> _Entries supplied_
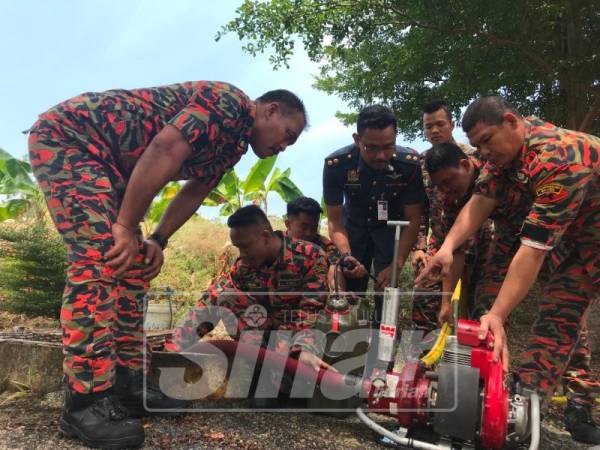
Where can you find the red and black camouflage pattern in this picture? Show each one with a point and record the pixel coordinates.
(330, 249)
(292, 290)
(442, 214)
(559, 170)
(82, 152)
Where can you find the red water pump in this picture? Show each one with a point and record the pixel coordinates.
(465, 400)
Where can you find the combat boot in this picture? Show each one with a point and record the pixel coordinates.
(579, 422)
(129, 389)
(99, 421)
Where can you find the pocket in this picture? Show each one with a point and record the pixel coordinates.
(83, 209)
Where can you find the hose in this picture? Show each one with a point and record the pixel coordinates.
(404, 441)
(535, 421)
(325, 378)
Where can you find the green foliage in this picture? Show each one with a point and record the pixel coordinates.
(542, 55)
(231, 192)
(18, 193)
(32, 262)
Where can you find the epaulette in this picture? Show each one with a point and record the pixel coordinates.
(342, 156)
(406, 155)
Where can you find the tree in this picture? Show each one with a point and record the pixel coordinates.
(542, 55)
(231, 192)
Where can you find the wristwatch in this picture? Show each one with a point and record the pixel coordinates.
(160, 240)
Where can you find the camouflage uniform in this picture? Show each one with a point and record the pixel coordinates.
(348, 180)
(441, 217)
(292, 290)
(82, 152)
(332, 252)
(558, 169)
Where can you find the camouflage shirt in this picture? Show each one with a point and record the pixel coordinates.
(556, 178)
(432, 233)
(477, 244)
(331, 251)
(118, 125)
(291, 291)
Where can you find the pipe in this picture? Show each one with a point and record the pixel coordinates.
(398, 224)
(406, 442)
(326, 378)
(535, 421)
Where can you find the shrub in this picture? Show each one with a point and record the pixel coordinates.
(32, 263)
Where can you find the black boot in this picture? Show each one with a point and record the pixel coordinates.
(579, 422)
(129, 388)
(99, 421)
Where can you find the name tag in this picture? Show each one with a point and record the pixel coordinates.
(288, 282)
(382, 210)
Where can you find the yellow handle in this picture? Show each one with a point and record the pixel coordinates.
(436, 351)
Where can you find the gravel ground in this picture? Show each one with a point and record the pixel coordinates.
(31, 423)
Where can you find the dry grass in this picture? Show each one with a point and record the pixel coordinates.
(197, 253)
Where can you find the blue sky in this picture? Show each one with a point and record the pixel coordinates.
(55, 50)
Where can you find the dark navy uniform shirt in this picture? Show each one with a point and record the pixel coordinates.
(348, 180)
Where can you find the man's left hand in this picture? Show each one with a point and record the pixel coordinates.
(384, 279)
(314, 361)
(153, 259)
(495, 324)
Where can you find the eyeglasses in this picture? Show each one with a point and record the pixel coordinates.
(379, 148)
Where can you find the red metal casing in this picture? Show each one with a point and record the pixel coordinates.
(405, 396)
(494, 418)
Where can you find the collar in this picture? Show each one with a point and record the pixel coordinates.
(246, 131)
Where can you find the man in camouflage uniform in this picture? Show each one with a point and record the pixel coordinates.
(285, 277)
(302, 222)
(559, 170)
(437, 128)
(453, 175)
(100, 158)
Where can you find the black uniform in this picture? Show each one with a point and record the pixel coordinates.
(365, 192)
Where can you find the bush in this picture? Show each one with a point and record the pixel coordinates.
(32, 263)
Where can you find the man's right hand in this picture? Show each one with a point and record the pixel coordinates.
(353, 268)
(445, 314)
(419, 257)
(122, 254)
(437, 267)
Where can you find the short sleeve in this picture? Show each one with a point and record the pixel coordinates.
(560, 189)
(333, 186)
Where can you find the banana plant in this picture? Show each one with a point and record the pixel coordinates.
(18, 192)
(232, 193)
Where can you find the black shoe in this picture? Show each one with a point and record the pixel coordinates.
(579, 422)
(129, 389)
(99, 421)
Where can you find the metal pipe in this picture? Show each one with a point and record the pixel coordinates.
(535, 421)
(398, 224)
(404, 441)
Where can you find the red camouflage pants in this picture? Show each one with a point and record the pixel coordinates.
(101, 317)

> _What the task asks_
Without copying any picture, repeat all of the entries exactly.

> _Exercise answer_
Where can you find the red and black camouflage pattern in this picture? Show each one with a point and record the pixel coordinates.
(330, 249)
(292, 290)
(442, 214)
(559, 170)
(82, 152)
Where can you find the red water pump in this picture? Show each one with a point and record the pixel coordinates.
(465, 400)
Where can you find the combat boot in this picture? Show each one with a point and record the pixel coordinates.
(579, 422)
(129, 389)
(99, 421)
Where can you find the pocket in this picture? Show each one with a point and record the pixel coordinates.
(83, 209)
Where can you find the hose in this picture? Show each one with a point and record the pixel coordinates.
(404, 441)
(535, 421)
(325, 378)
Where can you find the green foliage in this picture? Show each one with a point and record the pixel coordinates.
(542, 55)
(231, 192)
(18, 193)
(32, 262)
Where can you find the epaulette in this picture? Show each one with a point and record the pixel coordinates.
(342, 156)
(406, 155)
Where can you find the tree in this picture? Show each one with a point and record the pixel coordinates.
(542, 55)
(231, 192)
Where can you find the wristwatch in this picture? Show each one with a point and record the pixel coordinates.
(160, 240)
Where can you find the camouflage uniform in this picture? Show each one with a point and record the pixel coordinates.
(348, 180)
(441, 217)
(292, 290)
(82, 152)
(332, 252)
(558, 169)
Where can you find the camouflage shirt in this picture? Show each one with a point and record the pixel coordinates.
(556, 178)
(432, 233)
(477, 244)
(331, 251)
(118, 125)
(291, 291)
Where can you find the pipe in this picture? Show each one with a point and record the pixel coordinates.
(398, 224)
(406, 442)
(326, 378)
(535, 421)
Where can you find the shrub in this picture? Show each one with a point and record the pixel coordinates.
(32, 263)
Where can you find the black boot in this picture? Show each one with a point and record the pixel coordinates.
(579, 422)
(129, 388)
(99, 421)
Where can you find the name tag in this picture? Show each one with a point and record the pixel coordinates.
(288, 282)
(382, 210)
Where can you find the yellow handle in this picture? Show each one with a point and record the pixel coordinates.
(436, 351)
Where can you find the gravel ground in this picture? Show each one with a point and record the pixel coordinates.
(31, 423)
Where can you find the dry grass in this picture? Show each one with a point and record the pixel coordinates.
(197, 253)
Where can you find the blue sky in this picture? Show each one with a point and record the pixel coordinates.
(55, 50)
Where can you find the dark navy uniform shirt in this picture? Show each one with a point and record the pixel coordinates.
(348, 180)
Where can you find the man's left hand in this picture? Show each one with a point and record the pixel coordinates.
(384, 279)
(314, 361)
(153, 259)
(495, 324)
Where can you find the eyeglasses in this picture? Show each one with a point and record the pixel coordinates.
(379, 148)
Where can you find the red metal casing in this picture? Show each one with a point and record the pixel coordinates.
(405, 396)
(494, 418)
Where can you find the collar in this picture? Show each one with a point and record the pixel coordinates.
(246, 131)
Where can you find the man in camouflage uniform in this picture? Show each one with a point and record the pixel coordinates.
(285, 277)
(302, 222)
(559, 170)
(437, 128)
(453, 175)
(100, 158)
Where can you find the black uniform in this picture? Show each one with a point and record the pixel coordinates.
(365, 192)
Where can you find the bush in this picture? Show each one with a point and record the pixel coordinates.
(32, 263)
Where can you find the man's right hand in this picture? Show each one with a point and record the pixel coordinates.
(353, 268)
(445, 314)
(419, 257)
(122, 254)
(437, 267)
Where can you find the short sleeve in this picture? Show each one with a point and record the pixel coordinates.
(560, 189)
(333, 186)
Where can you find the banana plant in this picture? Show each one with a point and record the pixel coordinates.
(18, 192)
(232, 193)
Where can you find the black shoe in this picture? Show each one with a point and record the pixel coordinates.
(579, 422)
(129, 389)
(99, 421)
Where can you find the metal pipe in this picture? Show each one with a point and record the pixel coordinates.
(535, 421)
(398, 224)
(404, 441)
Where can you find the red camouflage pants in this picture? Show each one with a point and record the pixel coordinates.
(101, 317)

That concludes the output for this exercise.